▸ REQUIREMENTS
Reproduce the listing below verbatim, omitting the picture from your reply.
___
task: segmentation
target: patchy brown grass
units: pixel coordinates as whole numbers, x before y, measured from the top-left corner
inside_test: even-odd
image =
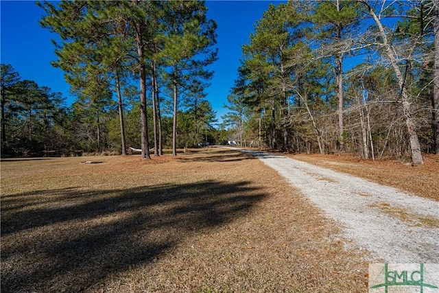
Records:
[[[2,292],[365,292],[364,253],[274,171],[209,149],[9,160]]]
[[[405,209],[392,207],[389,203],[380,202],[369,207],[378,209],[381,213],[396,218],[402,222],[412,226],[427,226],[431,228],[439,228],[439,220],[434,217],[428,217],[411,213]]]
[[[424,164],[416,166],[396,160],[373,161],[348,155],[298,154],[288,156],[439,200],[439,155],[424,154]]]

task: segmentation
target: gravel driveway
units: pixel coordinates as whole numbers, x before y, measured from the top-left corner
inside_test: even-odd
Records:
[[[439,263],[439,202],[285,156],[240,150],[300,189],[374,261]]]

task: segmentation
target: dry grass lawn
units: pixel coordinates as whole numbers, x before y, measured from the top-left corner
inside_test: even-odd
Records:
[[[1,292],[367,290],[364,253],[248,154],[1,167]]]

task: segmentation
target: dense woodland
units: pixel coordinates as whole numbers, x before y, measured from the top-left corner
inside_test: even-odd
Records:
[[[223,143],[364,159],[439,154],[439,4],[270,5],[242,47],[224,126],[206,90],[216,23],[202,1],[40,3],[76,101],[1,65],[3,155]],[[246,40],[243,40],[243,43]]]
[[[438,1],[272,5],[242,47],[226,118],[261,148],[439,154]]]

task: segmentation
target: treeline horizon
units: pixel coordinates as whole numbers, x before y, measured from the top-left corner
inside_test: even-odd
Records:
[[[96,125],[89,121],[80,101],[66,104],[62,93],[53,92],[48,86],[36,82],[22,80],[11,65],[1,65],[1,157],[73,156],[82,155],[121,154],[119,117],[115,99],[110,101],[102,116],[100,148],[98,145]],[[124,92],[126,98],[126,152],[129,147],[140,148],[139,109],[136,98],[139,91],[134,86]],[[151,107],[150,103],[147,105]],[[198,147],[199,144],[225,143],[227,132],[217,129],[204,120],[215,117],[209,104],[200,101],[199,119],[207,123],[199,130],[193,126],[193,108],[179,110],[179,148]],[[148,109],[152,124],[152,110]],[[4,114],[3,114],[4,113]],[[172,116],[171,110],[164,111],[165,149],[172,148]],[[213,119],[214,120],[214,119]],[[150,137],[153,137],[152,128]]]
[[[259,148],[422,164],[439,154],[438,12],[423,0],[271,4],[241,47],[225,121]]]
[[[76,99],[56,124],[59,139],[49,143],[54,135],[33,128],[45,123],[40,131],[49,131],[56,119],[37,122],[38,102],[27,99],[39,97],[20,93],[20,82],[3,82],[3,73],[5,80],[18,73],[2,70],[2,155],[54,149],[125,154],[130,146],[150,159],[150,150],[160,156],[171,148],[176,155],[177,148],[220,139],[205,93],[213,74],[207,67],[217,59],[217,25],[204,2],[37,5],[45,11],[40,25],[56,36],[52,65],[64,72]],[[26,124],[25,131],[17,124]]]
___
▸ THE REPLY
task: segmentation
target: patchy brown grass
units: pixel coordinates as whole numbers, x before y, measured from the top-left corner
inside_test: even-odd
image =
Records:
[[[2,292],[365,292],[364,253],[274,171],[209,149],[9,160]]]
[[[405,209],[392,207],[389,203],[380,202],[369,207],[378,209],[381,213],[396,218],[402,222],[412,226],[427,226],[431,228],[439,228],[439,220],[434,217],[428,217],[411,213]]]
[[[424,164],[416,166],[396,160],[373,161],[348,155],[298,154],[288,156],[439,200],[439,155],[424,154]]]

task: segmentation
target: gravel driveway
units: pixel coordinates as whole numbers, x before y, measured from the top-left corner
inside_test: even-odd
Records:
[[[439,263],[439,202],[285,156],[240,150],[300,189],[374,261]]]

task: segmentation
target: dry grass lawn
units: pixel coordinates as whole numbers, x before y, measured from the top-left corner
inside_test: even-odd
Records:
[[[1,292],[367,290],[364,253],[248,154],[1,167]]]

task: segmentation
target: dense woodland
units: pixel coordinates as whole numbers, x before y, measured from the top-left corner
inside_test: even-odd
Records:
[[[223,143],[364,159],[439,154],[439,4],[270,5],[242,47],[224,126],[206,90],[216,23],[202,1],[40,3],[76,101],[1,65],[3,155]],[[246,40],[243,40],[243,43]]]
[[[438,1],[272,5],[242,47],[226,118],[261,148],[439,154]]]

task: segmentation
target: treeline horizon
units: pixel coordinates as whole numbers, x before y, measured from the top-left corner
inside_test: even-odd
Records:
[[[96,125],[89,121],[80,101],[66,104],[62,93],[53,92],[48,86],[36,82],[22,80],[11,65],[1,65],[1,157],[73,156],[82,155],[121,154],[119,117],[115,99],[110,101],[102,116],[100,148],[98,145]],[[124,92],[126,98],[126,152],[129,147],[140,148],[139,109],[136,98],[139,91],[134,86]],[[151,107],[150,103],[147,105]],[[198,147],[199,144],[225,143],[227,132],[217,129],[204,120],[215,117],[209,104],[200,101],[199,119],[207,123],[199,130],[193,126],[193,108],[179,110],[179,148]],[[148,109],[152,124],[152,110]],[[4,114],[3,114],[4,113]],[[172,116],[171,110],[164,111],[165,149],[172,148]],[[213,119],[214,120],[214,119]],[[150,137],[153,137],[152,128]]]
[[[259,148],[422,164],[439,154],[438,12],[423,0],[271,4],[241,47],[225,121]]]
[[[76,99],[56,124],[59,139],[49,143],[54,135],[33,128],[45,123],[40,131],[49,131],[56,119],[37,122],[38,102],[27,99],[39,97],[20,93],[20,82],[3,82],[3,73],[5,80],[18,73],[2,70],[2,155],[54,149],[125,154],[130,146],[150,159],[150,150],[160,156],[171,148],[176,155],[177,148],[220,139],[205,93],[213,74],[207,67],[217,59],[217,25],[204,2],[37,5],[45,11],[40,25],[56,36],[52,65],[64,72]],[[26,124],[25,131],[17,124]]]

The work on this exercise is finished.